┏━━

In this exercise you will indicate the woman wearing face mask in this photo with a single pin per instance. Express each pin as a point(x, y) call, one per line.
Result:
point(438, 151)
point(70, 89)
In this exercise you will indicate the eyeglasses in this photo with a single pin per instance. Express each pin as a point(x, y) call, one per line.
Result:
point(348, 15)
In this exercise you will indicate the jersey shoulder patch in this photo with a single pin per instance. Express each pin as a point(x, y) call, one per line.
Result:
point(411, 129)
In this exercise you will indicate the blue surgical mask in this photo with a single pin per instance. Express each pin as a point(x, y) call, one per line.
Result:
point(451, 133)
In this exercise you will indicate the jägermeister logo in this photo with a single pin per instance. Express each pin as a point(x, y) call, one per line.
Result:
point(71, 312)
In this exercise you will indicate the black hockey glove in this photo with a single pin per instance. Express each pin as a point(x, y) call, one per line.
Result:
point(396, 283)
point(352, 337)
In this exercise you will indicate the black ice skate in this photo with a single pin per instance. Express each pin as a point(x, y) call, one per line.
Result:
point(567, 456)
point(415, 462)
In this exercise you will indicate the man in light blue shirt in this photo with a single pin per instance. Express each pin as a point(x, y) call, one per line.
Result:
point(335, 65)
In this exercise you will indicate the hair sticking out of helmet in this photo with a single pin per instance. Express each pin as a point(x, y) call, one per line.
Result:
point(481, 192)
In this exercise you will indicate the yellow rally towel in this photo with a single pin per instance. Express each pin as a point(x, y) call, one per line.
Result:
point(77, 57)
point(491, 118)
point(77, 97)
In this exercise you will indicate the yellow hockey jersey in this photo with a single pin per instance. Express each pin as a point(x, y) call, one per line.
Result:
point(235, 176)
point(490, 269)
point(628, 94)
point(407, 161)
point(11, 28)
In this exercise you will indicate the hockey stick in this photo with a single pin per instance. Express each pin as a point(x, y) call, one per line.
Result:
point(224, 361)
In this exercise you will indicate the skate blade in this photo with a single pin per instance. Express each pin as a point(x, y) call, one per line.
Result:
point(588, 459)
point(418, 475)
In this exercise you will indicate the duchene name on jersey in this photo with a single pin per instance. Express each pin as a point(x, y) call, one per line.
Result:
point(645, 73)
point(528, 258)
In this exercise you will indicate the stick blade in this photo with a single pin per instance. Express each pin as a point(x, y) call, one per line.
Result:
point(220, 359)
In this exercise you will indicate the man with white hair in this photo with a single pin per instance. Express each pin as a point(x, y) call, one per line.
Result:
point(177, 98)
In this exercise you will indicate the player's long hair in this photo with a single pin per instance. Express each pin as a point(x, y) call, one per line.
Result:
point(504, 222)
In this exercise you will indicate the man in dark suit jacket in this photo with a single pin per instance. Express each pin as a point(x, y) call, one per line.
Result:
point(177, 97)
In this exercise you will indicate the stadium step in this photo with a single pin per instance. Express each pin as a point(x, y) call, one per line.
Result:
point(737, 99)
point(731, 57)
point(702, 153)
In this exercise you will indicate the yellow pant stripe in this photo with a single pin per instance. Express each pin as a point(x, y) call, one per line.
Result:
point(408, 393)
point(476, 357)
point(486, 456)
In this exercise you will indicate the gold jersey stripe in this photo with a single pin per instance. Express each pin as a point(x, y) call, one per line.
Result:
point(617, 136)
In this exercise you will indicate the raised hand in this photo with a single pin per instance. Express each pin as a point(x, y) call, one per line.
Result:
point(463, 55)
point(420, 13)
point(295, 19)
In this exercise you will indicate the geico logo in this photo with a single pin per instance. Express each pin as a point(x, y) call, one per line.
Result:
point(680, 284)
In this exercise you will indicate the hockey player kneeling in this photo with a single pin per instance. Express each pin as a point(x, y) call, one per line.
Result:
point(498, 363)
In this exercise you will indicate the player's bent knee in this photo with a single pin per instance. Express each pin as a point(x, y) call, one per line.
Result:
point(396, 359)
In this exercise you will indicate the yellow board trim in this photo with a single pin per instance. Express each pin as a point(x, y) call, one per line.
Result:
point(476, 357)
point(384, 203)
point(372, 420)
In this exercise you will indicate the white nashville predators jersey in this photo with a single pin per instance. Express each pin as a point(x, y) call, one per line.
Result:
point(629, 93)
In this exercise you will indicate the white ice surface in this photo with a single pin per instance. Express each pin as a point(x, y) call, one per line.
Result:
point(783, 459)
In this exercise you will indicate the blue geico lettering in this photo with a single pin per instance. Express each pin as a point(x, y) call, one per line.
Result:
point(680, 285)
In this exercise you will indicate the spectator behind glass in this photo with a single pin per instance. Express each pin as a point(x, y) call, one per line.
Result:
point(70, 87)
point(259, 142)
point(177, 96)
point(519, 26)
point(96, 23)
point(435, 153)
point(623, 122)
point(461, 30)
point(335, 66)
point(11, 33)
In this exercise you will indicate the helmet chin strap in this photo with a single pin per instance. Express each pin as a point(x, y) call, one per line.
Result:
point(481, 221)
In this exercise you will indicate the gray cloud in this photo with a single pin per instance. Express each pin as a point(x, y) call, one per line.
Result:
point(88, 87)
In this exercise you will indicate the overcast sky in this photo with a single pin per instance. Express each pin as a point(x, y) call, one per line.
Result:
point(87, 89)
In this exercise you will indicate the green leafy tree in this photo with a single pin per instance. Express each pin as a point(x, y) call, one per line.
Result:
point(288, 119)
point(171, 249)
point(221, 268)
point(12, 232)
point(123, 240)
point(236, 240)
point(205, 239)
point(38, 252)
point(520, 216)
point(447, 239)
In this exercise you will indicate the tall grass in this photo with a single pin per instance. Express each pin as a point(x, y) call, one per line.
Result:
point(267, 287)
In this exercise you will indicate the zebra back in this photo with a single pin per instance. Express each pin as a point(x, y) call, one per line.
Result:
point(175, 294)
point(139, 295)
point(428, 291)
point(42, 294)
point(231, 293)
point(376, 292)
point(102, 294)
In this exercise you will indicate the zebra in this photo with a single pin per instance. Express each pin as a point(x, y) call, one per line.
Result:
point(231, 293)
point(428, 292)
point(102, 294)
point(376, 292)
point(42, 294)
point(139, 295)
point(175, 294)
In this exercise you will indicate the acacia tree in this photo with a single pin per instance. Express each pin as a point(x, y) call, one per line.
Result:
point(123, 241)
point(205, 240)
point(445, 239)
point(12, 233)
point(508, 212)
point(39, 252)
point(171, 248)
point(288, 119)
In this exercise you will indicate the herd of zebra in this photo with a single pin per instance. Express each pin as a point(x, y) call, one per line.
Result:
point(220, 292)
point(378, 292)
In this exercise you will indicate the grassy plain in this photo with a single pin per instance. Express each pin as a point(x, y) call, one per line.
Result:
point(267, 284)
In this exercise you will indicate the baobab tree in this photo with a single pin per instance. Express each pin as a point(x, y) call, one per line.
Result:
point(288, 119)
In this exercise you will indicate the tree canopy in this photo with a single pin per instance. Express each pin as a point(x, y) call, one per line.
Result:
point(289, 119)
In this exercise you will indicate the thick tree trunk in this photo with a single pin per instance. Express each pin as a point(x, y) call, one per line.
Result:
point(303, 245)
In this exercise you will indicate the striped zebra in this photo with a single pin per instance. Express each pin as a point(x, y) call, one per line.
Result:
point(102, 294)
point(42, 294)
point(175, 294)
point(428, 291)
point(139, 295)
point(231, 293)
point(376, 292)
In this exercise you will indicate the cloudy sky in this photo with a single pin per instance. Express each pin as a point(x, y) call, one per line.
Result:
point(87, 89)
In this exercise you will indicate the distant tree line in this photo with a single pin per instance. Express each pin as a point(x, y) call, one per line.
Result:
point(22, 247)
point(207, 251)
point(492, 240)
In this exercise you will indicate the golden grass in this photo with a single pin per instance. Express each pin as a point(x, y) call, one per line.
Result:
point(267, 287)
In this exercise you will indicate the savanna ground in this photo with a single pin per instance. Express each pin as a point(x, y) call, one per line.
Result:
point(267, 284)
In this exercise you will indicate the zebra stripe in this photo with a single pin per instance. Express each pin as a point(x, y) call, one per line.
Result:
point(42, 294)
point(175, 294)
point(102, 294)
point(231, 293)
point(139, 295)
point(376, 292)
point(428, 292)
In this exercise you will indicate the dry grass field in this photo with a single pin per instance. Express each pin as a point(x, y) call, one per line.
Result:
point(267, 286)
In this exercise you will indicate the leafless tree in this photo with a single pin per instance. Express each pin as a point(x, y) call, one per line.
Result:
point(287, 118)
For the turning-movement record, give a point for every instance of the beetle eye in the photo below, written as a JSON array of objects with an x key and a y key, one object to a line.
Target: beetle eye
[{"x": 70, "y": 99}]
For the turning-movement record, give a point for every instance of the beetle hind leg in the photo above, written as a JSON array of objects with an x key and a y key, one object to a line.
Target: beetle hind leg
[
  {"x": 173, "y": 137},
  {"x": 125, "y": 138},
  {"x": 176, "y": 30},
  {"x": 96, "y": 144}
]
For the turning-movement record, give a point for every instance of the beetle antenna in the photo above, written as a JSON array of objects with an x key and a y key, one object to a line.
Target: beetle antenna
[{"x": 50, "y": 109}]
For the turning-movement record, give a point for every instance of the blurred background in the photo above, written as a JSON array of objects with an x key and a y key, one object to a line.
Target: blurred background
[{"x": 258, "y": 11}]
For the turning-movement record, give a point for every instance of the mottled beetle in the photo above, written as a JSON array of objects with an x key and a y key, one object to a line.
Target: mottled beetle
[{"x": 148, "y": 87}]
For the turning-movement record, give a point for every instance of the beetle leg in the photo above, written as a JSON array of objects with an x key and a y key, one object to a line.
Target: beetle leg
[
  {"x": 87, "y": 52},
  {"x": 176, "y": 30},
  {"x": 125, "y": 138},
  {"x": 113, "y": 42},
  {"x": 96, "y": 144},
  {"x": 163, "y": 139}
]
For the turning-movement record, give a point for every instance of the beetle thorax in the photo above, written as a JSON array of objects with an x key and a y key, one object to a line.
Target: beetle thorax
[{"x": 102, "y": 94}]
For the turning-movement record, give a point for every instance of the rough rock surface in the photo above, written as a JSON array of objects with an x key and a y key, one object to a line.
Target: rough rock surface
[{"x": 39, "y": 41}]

┗━━

**Activity:**
I need every line of the data that has the word "hair"; please list them.

**Solution to the exercise:**
In this exercise you will indicate the hair sticking out of helmet in this photo with a single pin per instance. Express each pin as a point(x, y) call, one per line.
In this exercise you will indicate the man with white hair in this photo with a single pin per instance. Express each pin as a point(x, y) call, one per line.
In this exercise you will indicate the player's long hair in this photo with a single pin per instance. Express each pin as a point(x, y) call, one per line.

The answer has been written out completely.